▸ RECORDS FOR THE TASK:

▼▼▼

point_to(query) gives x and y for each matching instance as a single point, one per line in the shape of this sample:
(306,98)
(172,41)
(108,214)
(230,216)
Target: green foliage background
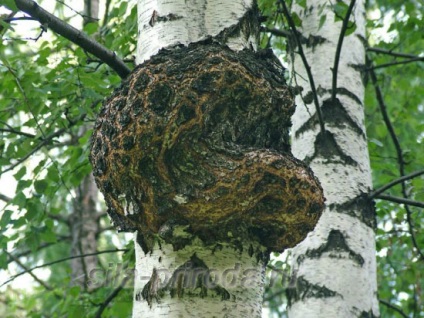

▲▲▲

▸ TASK OBJECTIVE: Could you render the entries above as a Markdown table with the columns Row and Line, giving each non-blank line a row number and leaving out blank lines and the pictures?

▸ RESULT:
| Row | Line |
|---|---|
| 1 | point_to(query) gives x and y for each matching instance as a single point, one per line in the shape of this sample: |
| 2 | (306,98) |
| 3 | (172,41) |
| 4 | (108,214) |
| 5 | (230,216) |
| 6 | Target: green foliage background |